(Beginning of Supplied records)

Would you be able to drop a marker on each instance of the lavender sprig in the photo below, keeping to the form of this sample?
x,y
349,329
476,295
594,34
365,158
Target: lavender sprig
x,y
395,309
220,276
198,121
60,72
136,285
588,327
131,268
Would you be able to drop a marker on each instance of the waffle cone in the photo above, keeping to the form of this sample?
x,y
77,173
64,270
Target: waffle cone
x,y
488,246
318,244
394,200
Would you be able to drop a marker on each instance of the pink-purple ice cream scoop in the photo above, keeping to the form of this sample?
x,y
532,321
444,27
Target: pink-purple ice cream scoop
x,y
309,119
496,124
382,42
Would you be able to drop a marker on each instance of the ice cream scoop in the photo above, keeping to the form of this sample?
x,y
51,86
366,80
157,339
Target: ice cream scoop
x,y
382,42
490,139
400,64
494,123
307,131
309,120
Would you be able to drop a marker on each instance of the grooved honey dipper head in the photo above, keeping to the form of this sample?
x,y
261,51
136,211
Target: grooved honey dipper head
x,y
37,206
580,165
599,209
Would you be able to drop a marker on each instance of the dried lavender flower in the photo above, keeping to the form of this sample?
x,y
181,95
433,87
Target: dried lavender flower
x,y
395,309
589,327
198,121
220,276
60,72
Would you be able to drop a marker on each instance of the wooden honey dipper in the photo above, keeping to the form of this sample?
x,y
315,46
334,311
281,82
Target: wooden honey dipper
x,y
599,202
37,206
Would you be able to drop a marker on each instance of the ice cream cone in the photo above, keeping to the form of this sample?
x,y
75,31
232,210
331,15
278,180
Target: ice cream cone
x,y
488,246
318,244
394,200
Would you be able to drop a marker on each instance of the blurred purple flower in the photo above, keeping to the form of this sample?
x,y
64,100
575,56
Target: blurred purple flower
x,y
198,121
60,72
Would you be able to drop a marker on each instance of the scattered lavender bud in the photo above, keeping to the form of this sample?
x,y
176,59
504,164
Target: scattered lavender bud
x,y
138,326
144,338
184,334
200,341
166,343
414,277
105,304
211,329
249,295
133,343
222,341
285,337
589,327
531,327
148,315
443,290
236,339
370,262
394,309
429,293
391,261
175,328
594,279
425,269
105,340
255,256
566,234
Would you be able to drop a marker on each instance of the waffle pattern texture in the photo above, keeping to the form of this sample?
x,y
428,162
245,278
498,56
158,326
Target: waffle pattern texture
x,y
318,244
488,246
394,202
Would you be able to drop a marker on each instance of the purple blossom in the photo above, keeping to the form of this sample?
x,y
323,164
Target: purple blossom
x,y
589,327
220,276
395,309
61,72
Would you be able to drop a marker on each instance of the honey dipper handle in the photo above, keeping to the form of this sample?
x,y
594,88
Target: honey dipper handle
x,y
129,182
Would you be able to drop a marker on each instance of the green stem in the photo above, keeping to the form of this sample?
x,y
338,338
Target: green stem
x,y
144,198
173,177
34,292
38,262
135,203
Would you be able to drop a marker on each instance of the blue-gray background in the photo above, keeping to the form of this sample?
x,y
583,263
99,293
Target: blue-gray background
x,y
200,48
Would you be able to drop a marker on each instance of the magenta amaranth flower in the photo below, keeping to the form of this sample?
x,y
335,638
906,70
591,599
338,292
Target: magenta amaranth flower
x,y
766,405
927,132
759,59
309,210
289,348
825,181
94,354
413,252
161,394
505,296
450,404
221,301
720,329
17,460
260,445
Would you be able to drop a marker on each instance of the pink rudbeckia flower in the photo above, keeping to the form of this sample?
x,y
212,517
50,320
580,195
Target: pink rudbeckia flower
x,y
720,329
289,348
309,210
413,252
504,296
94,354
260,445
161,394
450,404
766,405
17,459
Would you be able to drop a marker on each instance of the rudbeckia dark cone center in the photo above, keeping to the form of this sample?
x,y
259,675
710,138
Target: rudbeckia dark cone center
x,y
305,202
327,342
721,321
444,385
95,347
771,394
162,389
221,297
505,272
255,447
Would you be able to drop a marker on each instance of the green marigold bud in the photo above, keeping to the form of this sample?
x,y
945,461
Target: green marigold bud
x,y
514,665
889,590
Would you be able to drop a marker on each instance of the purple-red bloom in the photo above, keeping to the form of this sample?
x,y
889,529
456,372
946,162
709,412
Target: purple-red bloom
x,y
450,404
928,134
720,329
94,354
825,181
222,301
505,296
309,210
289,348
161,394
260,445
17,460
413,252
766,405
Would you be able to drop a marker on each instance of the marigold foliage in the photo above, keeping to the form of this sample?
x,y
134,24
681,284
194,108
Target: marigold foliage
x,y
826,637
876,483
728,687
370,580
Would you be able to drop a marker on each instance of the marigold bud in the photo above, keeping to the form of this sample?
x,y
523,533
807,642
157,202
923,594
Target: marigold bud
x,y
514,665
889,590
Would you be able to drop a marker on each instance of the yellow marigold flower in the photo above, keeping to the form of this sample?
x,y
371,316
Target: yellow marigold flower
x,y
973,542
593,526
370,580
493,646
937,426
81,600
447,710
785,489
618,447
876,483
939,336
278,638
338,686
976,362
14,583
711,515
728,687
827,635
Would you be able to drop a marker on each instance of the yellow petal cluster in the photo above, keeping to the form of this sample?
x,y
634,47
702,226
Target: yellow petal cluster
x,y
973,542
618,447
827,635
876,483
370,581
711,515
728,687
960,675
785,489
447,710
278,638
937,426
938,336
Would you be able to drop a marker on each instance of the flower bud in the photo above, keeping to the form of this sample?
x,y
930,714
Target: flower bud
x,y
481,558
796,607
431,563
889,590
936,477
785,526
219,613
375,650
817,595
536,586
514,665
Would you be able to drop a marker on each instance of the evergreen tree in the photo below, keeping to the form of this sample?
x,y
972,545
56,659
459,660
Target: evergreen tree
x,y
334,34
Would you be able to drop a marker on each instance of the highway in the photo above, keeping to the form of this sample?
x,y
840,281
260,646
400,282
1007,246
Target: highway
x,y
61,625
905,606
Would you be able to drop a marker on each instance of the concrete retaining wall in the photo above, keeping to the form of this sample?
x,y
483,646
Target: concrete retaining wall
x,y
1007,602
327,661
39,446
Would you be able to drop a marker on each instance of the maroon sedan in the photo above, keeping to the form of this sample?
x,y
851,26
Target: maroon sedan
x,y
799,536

(End of Supplied records)

**How to complete this task**
Nothing but an exact transcription of the records is expected.

**Solution below**
Would you be able to drop a marker on each instance of the lavender sprig in the photo below, keeping to the form of this sample?
x,y
349,329
476,295
594,34
365,158
Target: lavender sprig
x,y
395,309
220,276
198,121
60,72
136,285
588,327
131,268
Would you be able to drop a marker on each instance of the waffle cone in the photo above, keeping to the form of this sample?
x,y
77,173
64,270
Target: waffle cone
x,y
488,246
318,244
394,200
Would you be able to drop a marker on each instance of the pink-purple ice cream scoop in the photo above, keeping to the form of this sample?
x,y
532,321
444,27
Target: pink-purple ice cream scoop
x,y
309,119
496,124
382,42
Would you be able to drop a marker on each instance of the ice cream scoop in the photo above, keeping to the form of this sample?
x,y
51,86
366,80
157,339
Target: ice cream scoop
x,y
382,42
490,139
400,64
494,123
307,131
309,120
Would you be able to drop a marker on each instance of the grooved honey dipper head in the photo above, keeping to the form of this sample?
x,y
261,51
136,211
Target: grooved honey dipper head
x,y
37,206
580,165
599,209
Would you be able to drop a marker on each instance of the dried lavender flower in the photo above, keeping to the form of this sample?
x,y
181,95
433,87
Target: dried lavender flower
x,y
395,309
589,327
198,121
220,276
60,72
Would you be able to drop a marker on each instance of the wooden honey dipper in the photo above, keeping to the form of this sample?
x,y
315,46
334,311
281,82
Target: wooden honey dipper
x,y
599,202
37,206
Would you be able to drop a marker on each instance of the ice cream cone in the photo above, keeping to the form of this sample?
x,y
75,31
232,210
331,15
278,180
Target: ice cream cone
x,y
488,246
318,244
394,200
Would you be able to drop a marker on each instance of the blurred purple flower in the photo above, keeping to the form of this sample?
x,y
64,100
575,56
Target: blurred purple flower
x,y
198,121
60,72
Would you be able to drop a marker on each instance of the scattered lavender bud in the photo above, keeping to the form of this sample?
x,y
176,59
504,164
Target: scattered lavender bud
x,y
138,326
144,338
184,334
200,341
166,343
414,277
105,304
211,329
249,295
133,343
222,341
285,337
589,327
531,327
148,315
443,290
236,339
370,262
394,309
429,293
391,261
175,328
594,279
425,269
105,340
255,256
566,234
Would you be able to drop a marker on each instance of the waffle pattern texture in the photo above, keeping to the form of this sample?
x,y
428,162
245,278
498,56
158,326
Target: waffle pattern texture
x,y
318,244
488,246
394,202
Would you be able to drop a marker on each instance of the purple blossom in the photo above, keeping to the form of this sample?
x,y
323,164
Target: purple blossom
x,y
589,327
220,276
395,309
61,72
Would you be able to drop a marker on each instance of the honey dipper handle in the photo above, keeping to the form of this sample?
x,y
594,88
Target: honey dipper handle
x,y
129,182
Would you be able to drop a marker on each instance of the green stem in the photo above, keeping to the form of this sample?
x,y
338,338
Target: green stem
x,y
144,198
173,177
34,292
38,262
135,203
Would you be able to drop a marker on each instance of the blue-gray background in the photo above, keeping to the form of this sample?
x,y
583,263
99,293
Target: blue-gray background
x,y
200,48
Would you be able to drop a marker on each instance of the magenta amaranth flower in the photo below, keeping to the form of this sample?
x,y
335,638
906,70
591,599
338,292
Target: magenta amaranth flower
x,y
766,405
927,132
759,59
309,210
289,348
825,181
94,354
413,252
161,394
505,296
450,404
221,301
720,329
17,460
260,445
Would you be able to drop a marker on each instance of the pink rudbeckia flower in the photo above, keeping to the form of this sample?
x,y
212,517
50,320
580,195
Target: pink rudbeckia flower
x,y
720,329
289,348
309,210
413,252
504,296
94,354
260,445
161,394
450,404
766,405
17,459
Would you be able to drop a marker on each instance of the rudbeckia dark cone center in the photo above, keeping to the form of this sample?
x,y
259,675
710,138
Target: rudbeckia dark cone center
x,y
305,202
327,342
721,321
444,385
95,347
771,394
162,389
221,297
505,272
255,447
Would you be able to drop a marker on each instance of the green marigold bud in the photo above, keeping to the form of this sample?
x,y
945,461
Target: green marigold bud
x,y
514,665
889,590
Would you be able to drop a marker on each instance of the purple-red bloom in the photo above, keeping to the form of this sample?
x,y
889,529
456,372
946,162
709,412
Target: purple-red bloom
x,y
450,404
928,134
720,329
94,354
825,181
222,301
505,296
309,210
289,348
161,394
260,445
17,460
413,252
766,405
Would you be able to drop a marker on each instance of the marigold foliage in the photo above, keeping to the form of this sample?
x,y
134,24
681,284
194,108
Target: marigold foliage
x,y
826,637
876,483
728,687
370,580
Would you be able to drop a marker on each instance of the marigold bud in the photo above, keeping to the form of this sample?
x,y
523,533
807,642
157,202
923,594
Target: marigold bud
x,y
514,665
889,590
Would you be able to drop a marker on each instance of the yellow marigold flower in the photo above, keeping to the form of this sample?
x,y
371,316
Target: yellow marigold flower
x,y
973,542
593,526
370,580
493,646
937,426
81,600
447,710
785,489
618,447
876,483
939,336
278,638
338,686
976,362
14,583
711,515
728,687
827,635
Would you be able to drop a marker on each instance of the yellow petal cluster in the photo above, keeping to the form of this sample?
x,y
634,47
702,226
Target: yellow petal cluster
x,y
973,542
618,447
827,635
876,483
370,581
711,515
728,687
960,675
785,489
447,710
278,638
937,426
938,336
Would you be able to drop a marker on each instance of the flower bud in the photo above, keeping to the form of this sample?
x,y
930,714
Target: flower bud
x,y
481,558
796,607
431,563
889,590
936,477
785,526
219,613
375,650
817,595
536,586
514,665
Would you be able to drop a marker on each instance of the evergreen tree in the photo below, keeping to the form of this sample?
x,y
972,545
56,659
459,660
Target: evergreen tree
x,y
334,34
Would you be able to drop a marker on each instance of the highway in the photo above, keeping to the form of this sample?
x,y
840,281
260,646
400,282
1007,246
Target: highway
x,y
61,625
905,606
Would you be able to drop a marker on each instance of the concrete retaining wall in the photo above, keeping to the form of this sample?
x,y
483,646
Target: concrete retaining wall
x,y
1007,602
327,661
39,446
Would you be able to drop a marker on each instance of the maroon sedan in the photo above, keeping to the form of this sample?
x,y
851,26
Target: maroon sedan
x,y
799,536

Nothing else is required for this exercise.